**ITEMS:**
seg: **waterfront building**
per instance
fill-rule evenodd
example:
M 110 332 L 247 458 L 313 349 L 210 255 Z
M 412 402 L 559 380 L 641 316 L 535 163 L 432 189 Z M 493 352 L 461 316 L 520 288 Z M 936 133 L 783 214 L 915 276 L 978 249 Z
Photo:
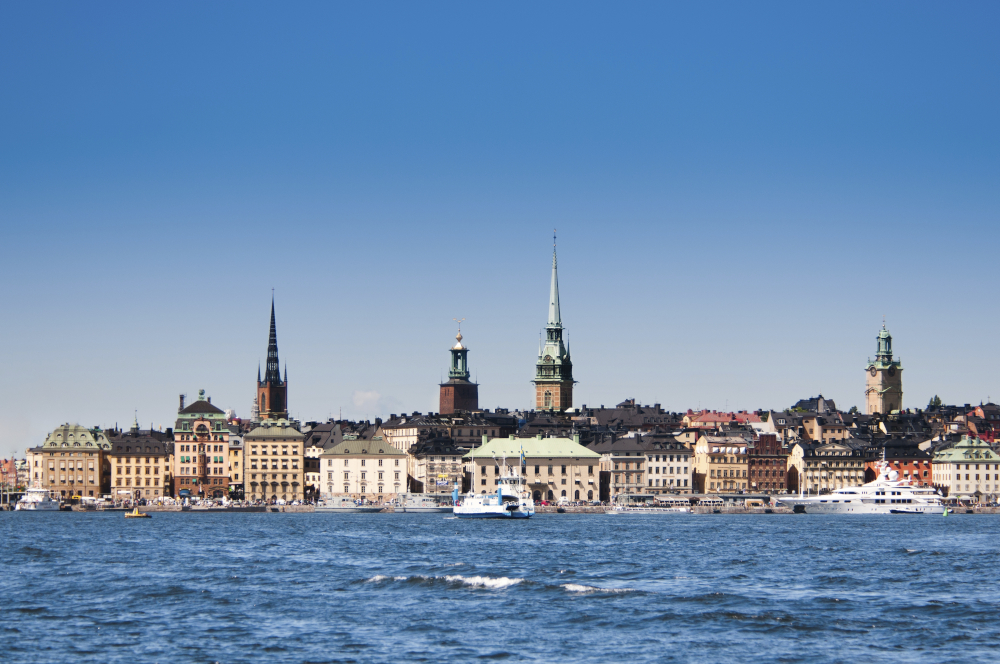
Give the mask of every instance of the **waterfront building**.
M 305 436 L 289 420 L 264 420 L 243 436 L 244 476 L 250 500 L 302 500 Z
M 229 423 L 205 390 L 184 405 L 174 423 L 174 495 L 223 498 L 229 493 Z
M 646 463 L 646 453 L 652 454 L 653 445 L 642 436 L 602 440 L 591 445 L 589 449 L 600 455 L 598 467 L 602 471 L 601 477 L 607 478 L 608 481 L 607 491 L 602 492 L 602 495 L 607 493 L 608 500 L 613 501 L 622 495 L 653 493 L 652 488 L 647 490 L 646 487 L 649 471 L 652 470 Z M 649 482 L 652 486 L 652 479 L 649 479 Z
M 822 398 L 822 397 L 820 397 Z M 752 493 L 779 493 L 786 484 L 788 450 L 778 436 L 763 433 L 747 448 L 748 488 Z
M 322 498 L 350 496 L 383 502 L 406 491 L 406 453 L 380 435 L 344 439 L 319 457 Z
M 246 463 L 243 454 L 243 436 L 238 425 L 229 425 L 229 497 L 243 500 L 246 497 Z
M 868 360 L 865 366 L 865 412 L 888 415 L 903 410 L 903 365 L 892 357 L 892 335 L 885 329 L 885 323 L 876 340 L 875 361 Z
M 107 493 L 111 449 L 107 435 L 98 428 L 63 424 L 45 438 L 40 447 L 26 452 L 30 482 L 58 492 L 63 498 L 97 497 Z
M 545 343 L 539 341 L 535 363 L 535 409 L 565 411 L 573 406 L 573 362 L 569 343 L 563 340 L 562 312 L 559 308 L 559 274 L 555 236 L 552 238 L 552 281 L 549 285 L 549 318 Z
M 111 496 L 117 500 L 155 500 L 171 495 L 173 436 L 143 431 L 133 422 L 128 431 L 111 436 L 107 462 L 111 469 Z
M 274 323 L 274 298 L 271 298 L 271 329 L 267 338 L 267 364 L 264 380 L 260 379 L 257 367 L 257 416 L 261 420 L 288 419 L 288 365 L 285 365 L 285 379 L 281 379 L 278 366 L 278 329 Z
M 750 434 L 703 435 L 694 448 L 695 491 L 734 493 L 747 490 Z
M 934 453 L 932 480 L 948 497 L 987 502 L 1000 494 L 1000 455 L 982 438 L 962 436 Z
M 865 483 L 867 445 L 862 441 L 810 443 L 790 446 L 788 478 L 790 491 L 826 493 Z
M 421 441 L 407 454 L 409 491 L 451 493 L 455 486 L 468 491 L 462 457 L 469 449 L 459 447 L 446 436 Z
M 482 445 L 465 454 L 470 490 L 492 493 L 500 484 L 500 463 L 522 469 L 528 490 L 538 500 L 598 500 L 601 455 L 570 438 L 483 437 Z
M 469 380 L 469 349 L 462 345 L 462 328 L 455 336 L 451 347 L 451 368 L 448 382 L 441 383 L 439 399 L 442 415 L 460 411 L 479 410 L 479 385 Z

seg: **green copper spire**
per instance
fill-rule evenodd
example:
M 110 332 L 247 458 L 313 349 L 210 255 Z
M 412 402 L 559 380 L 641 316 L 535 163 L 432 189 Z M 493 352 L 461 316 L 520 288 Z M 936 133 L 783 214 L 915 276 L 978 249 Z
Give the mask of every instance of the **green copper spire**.
M 556 263 L 556 234 L 552 233 L 552 284 L 549 286 L 549 325 L 562 326 L 559 311 L 559 268 Z

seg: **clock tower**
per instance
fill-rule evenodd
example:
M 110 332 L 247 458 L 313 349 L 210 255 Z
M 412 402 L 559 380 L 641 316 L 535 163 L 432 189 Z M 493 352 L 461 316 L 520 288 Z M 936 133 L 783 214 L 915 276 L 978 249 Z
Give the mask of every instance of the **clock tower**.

**DESCRIPTION OF THE TASK:** Rewrite the lines starting at "seg: **green copper spire**" and ending at "M 556 263 L", with "fill-rule evenodd" changed to "fill-rule nonzero" and every other part left unchanged. Give only those lines.

**TASK SOLUTION:**
seg: **green copper spire**
per instance
fill-rule nonzero
example:
M 110 332 L 247 458 L 313 349 L 210 255 Z
M 412 402 L 559 380 L 641 316 L 535 163 L 432 189 Z M 493 352 L 461 316 L 520 288 Z M 936 133 L 783 214 L 915 276 L 978 249 Z
Give the mask of every instance of the **green copper spire**.
M 556 263 L 556 234 L 552 233 L 552 284 L 549 286 L 549 325 L 562 326 L 559 311 L 559 268 Z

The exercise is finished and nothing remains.